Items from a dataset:

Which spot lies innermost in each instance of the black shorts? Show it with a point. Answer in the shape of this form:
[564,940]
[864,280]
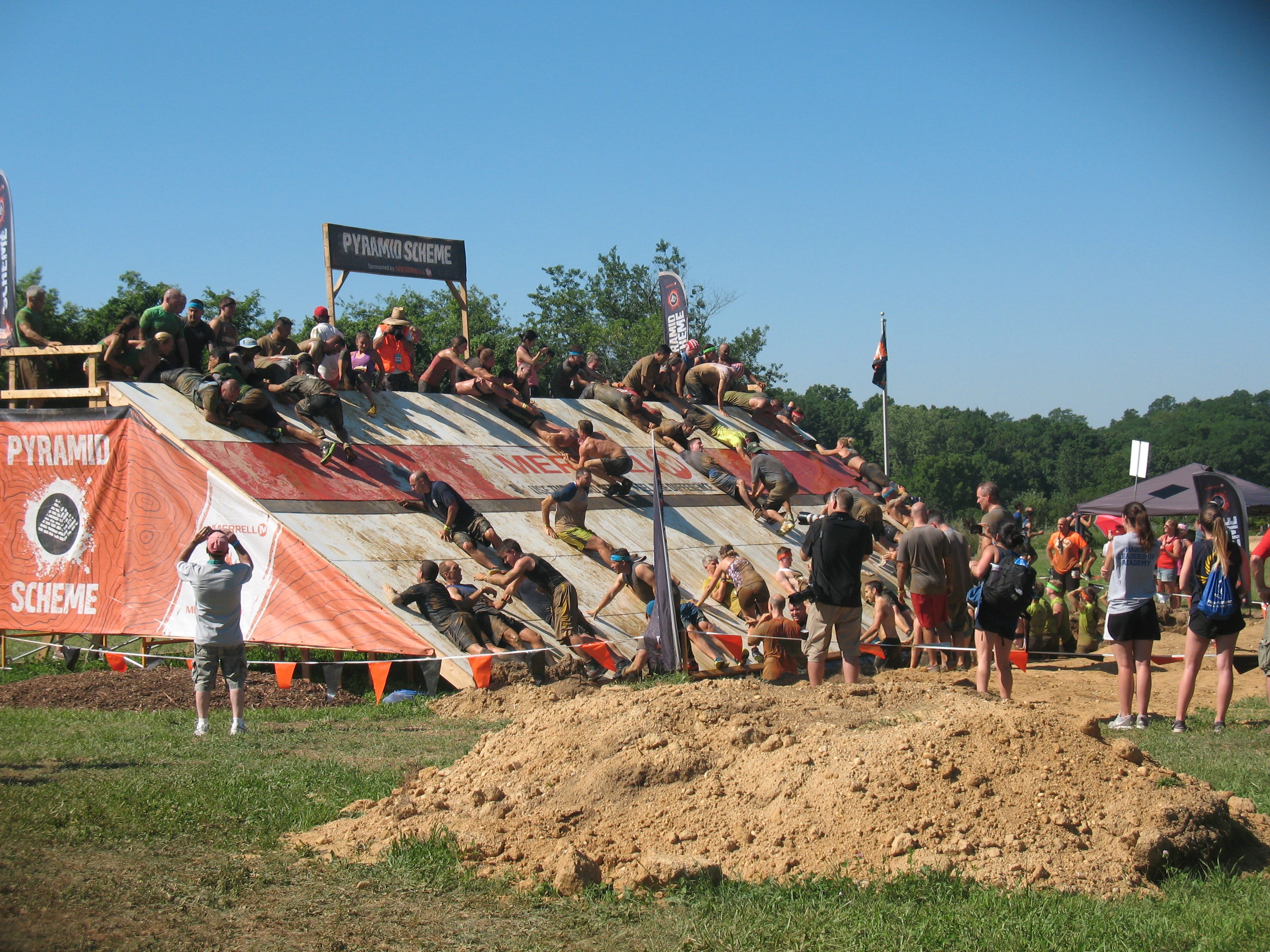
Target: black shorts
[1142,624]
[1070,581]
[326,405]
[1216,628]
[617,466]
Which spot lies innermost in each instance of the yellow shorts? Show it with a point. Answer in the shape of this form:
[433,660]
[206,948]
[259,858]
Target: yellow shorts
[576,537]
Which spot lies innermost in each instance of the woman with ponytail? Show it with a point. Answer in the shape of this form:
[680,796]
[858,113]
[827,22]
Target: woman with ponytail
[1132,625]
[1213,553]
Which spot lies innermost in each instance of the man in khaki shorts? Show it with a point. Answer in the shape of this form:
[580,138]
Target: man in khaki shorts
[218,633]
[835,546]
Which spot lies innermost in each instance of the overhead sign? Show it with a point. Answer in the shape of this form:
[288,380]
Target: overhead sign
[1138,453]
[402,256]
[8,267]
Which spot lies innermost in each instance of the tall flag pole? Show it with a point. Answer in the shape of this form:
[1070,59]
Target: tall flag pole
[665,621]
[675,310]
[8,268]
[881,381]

What you are asked to do →
Reproduce every entry word for word, but omit the pictures.

Solution →
Which spot lies innermost in each instance of the black shorts? Show it with a point. Answer in the shape of this form:
[564,940]
[864,280]
Target: black shorts
[1142,624]
[1070,581]
[326,405]
[1216,628]
[617,466]
Which spot lies innermost in each instance of the yellow shorts? Show it with a point. Answer in the shape of this form:
[433,660]
[206,948]
[259,858]
Target: yellow shorts
[576,537]
Which spot lies innermost in each instance of the woman with ponytail? Show it with a point. Answer in the shape of this form:
[680,796]
[858,113]
[827,22]
Target: woman with ponytail
[1132,625]
[1213,553]
Which spot lies innermost in each instance of the man in khaki shorts? Show it with a point. Answer in the shape of this form:
[580,138]
Target: man in khaki shorts
[218,633]
[835,546]
Which spot lies innermost in each instance of the overhead sign? Show it with a point. Answer in the shape of this form:
[288,380]
Target: overhead sign
[1138,453]
[402,256]
[8,267]
Which spot lies innermost in each instance of the tall flag pole? Show it with a point. Answer in the shape of this form:
[1070,59]
Target: tall flag pole
[665,621]
[675,310]
[8,268]
[881,381]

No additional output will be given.